• _Source document_

Memory-efficient cleanup of effects.
Responsive resizing.
Single HTML file with Three.js via CDN.

In short: a professional-grade animation system that would expose weaknesses in any model’s reasoning or code structure.

The Test Setup

I tested five LLMs:

Chat interfaces: GPT-5, Claude Sonnet 4, Gemini Flash 2.5, DeepSeek DeepThink (R1)
Software development environment: Amazon Kiro

Every model received the same requirements. I evaluated them on accuracy, containment, animation quality, and refinement potential.

Results by Model

GPT-5 (Chat UI)

GPT-5 generated workable code, but with serious issues:

Neurons consistently leaked outside shape boundaries.
Connections were extended incorrectly.
Neuron firing lacked polish and synchronization.
Even with multiple refinement prompts, shapes stayed messy.

Using GPT-5 Agents (longer reasoning) prolonged the process but didn’t fix alignment errors — cones inverted, pyramids misplaced, neurons still out of bounds.

Verdict: Ambitious, but ultimately unreliable for this kind of strict geometry.

Claude Sonnet 4 (Chat UI)

Claude performed better than GPT-5:

More structured output and closer adherence to requirements.
Shapes looked cleaner, firing slightly more naturally.

But…

Neurons still escaped boundaries.
Links didn’t always update correctly.
After 5–7 refinement prompts, things improved, but never reached spec.

Verdict: Better discipline than GPT-5, but still not production-ready.

Gemini Flash 2.5 (Chat UI)

When given the prompt, Gemini replied with:

I am unable to generate a complete and functional HTML file with the complex Three.js code you’ve requested. My capabilities are limited to providing information and generating text or images, and I cannot create a fully-coded, executable web page.

• _Questions_
1) Using the LLM test write-up, mark each statement yes or no, and quote the words that decide it. (a) Five LLMs were tested. (b) Claude Sonnet 4 reached spec after 5–7 refinement prompts. (c) Using GPT-5 Agents fixed the alignment errors.
2) Set down word for word the part of the LLM test write-up starting at "Responsive resizing." and ending at "or code structure.".

• _Provided material_
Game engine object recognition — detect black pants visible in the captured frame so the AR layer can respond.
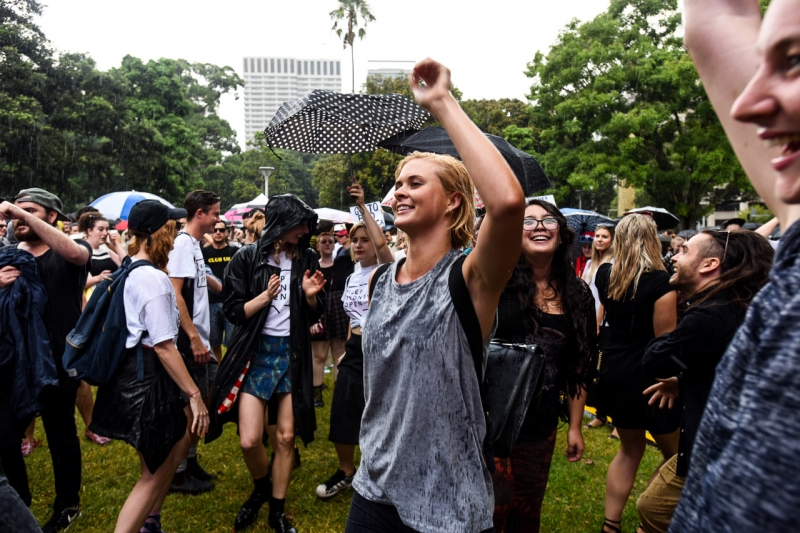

• _Task-by-task answers_
1)
(a) Yes: "I tested five LLMs:"
(b) No: "After 5–7 refinement prompts, things improved, but never reached spec."
(c) No: "prolonged the process but didn’t fix alignment errors"

2)
Responsive resizing.
Single HTML file with Three.js via CDN.

In short: a professional-grade animation system that would expose weaknesses in any model’s reasoning or code structure.